§ Document extract:
# Halliburton employment. Is this a scam?



## Julia951 (Aug 22, 2009)

We have been dealing with a gentleman via e-mail who claims to be with Halliburton in Aberdeen. They have promised my husband a job. 

The gentleman, Mr Williams Fisher, claims to be the Human Resources Department Manager at Halliburton Oilfield Services UK.

They have had us fax or e-mail to them applications, photos, passport numbers and other information. 

I do not know if this is real and now they want us to pay (in cash) $3,300.00 costs for a so-called "travel insurance policy." They want us to send this cash to a "receiver" with a New York address, and who works for a company called "Alliance Assurance." 

Anyone who has moved to the UK from the US for work with Halliburton, PLEASE RESPOND AND LET US KNOW IF ANY OF THIS SOUNDS RIGHT.


----------



## Fatbrit (May 8, 2008)

§ Job A: Return each line of the listing that contains the string "segment", matching case exactly.
The forum thread and the listing have nothing to do with each other.

§ Information given:
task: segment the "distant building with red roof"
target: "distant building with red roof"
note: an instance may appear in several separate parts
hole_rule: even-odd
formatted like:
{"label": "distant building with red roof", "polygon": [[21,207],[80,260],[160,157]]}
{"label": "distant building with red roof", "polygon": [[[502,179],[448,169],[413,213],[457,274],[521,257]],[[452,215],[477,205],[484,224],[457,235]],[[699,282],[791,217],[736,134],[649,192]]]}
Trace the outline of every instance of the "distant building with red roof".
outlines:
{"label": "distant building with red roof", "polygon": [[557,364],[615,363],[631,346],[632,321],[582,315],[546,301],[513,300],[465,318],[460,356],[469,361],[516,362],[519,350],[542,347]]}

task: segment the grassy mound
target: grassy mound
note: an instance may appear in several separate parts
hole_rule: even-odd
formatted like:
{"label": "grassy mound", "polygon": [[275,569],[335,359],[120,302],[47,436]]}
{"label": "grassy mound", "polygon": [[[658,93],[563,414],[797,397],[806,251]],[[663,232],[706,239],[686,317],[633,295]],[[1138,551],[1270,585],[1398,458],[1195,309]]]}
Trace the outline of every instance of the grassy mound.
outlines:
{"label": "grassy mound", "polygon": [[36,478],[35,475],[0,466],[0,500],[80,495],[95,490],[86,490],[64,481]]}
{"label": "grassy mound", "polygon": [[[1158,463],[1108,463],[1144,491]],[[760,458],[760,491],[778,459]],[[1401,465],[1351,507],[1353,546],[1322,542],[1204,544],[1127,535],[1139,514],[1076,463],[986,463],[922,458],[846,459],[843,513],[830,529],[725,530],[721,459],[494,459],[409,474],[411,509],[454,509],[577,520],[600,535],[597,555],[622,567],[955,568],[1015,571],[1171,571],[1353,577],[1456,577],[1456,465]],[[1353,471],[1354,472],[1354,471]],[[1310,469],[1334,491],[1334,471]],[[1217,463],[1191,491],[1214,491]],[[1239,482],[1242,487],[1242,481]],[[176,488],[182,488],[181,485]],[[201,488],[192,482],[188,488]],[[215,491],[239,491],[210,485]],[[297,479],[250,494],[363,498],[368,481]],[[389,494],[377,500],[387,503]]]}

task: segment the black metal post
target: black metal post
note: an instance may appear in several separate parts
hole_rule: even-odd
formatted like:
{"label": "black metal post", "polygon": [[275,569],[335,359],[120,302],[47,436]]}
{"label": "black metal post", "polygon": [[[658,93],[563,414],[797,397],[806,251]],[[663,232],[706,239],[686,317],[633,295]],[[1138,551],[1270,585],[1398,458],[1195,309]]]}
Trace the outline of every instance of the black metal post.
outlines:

§ Job B: Give a two-sentence summary of the forum thread about the Halliburton job offer.

§ Exercise output A:
task: segment the "distant building with red roof"
task: segment the grassy mound
task: segment the black metal post

§ Exercise output B: Julia951 writes that a man claiming to be the Human Resources Department Manager at Halliburton Oilfield Services UK in Aberdeen has promised her husband a job by e-mail and has collected applications, photos, passport numbers and other information. He now wants $3,300.00 in cash for a so-called "travel insurance policy," sent to a receiver at a New York address who works for "Alliance Assurance," and she asks anyone who moved from the US to the UK to work for Halliburton whether this sounds right.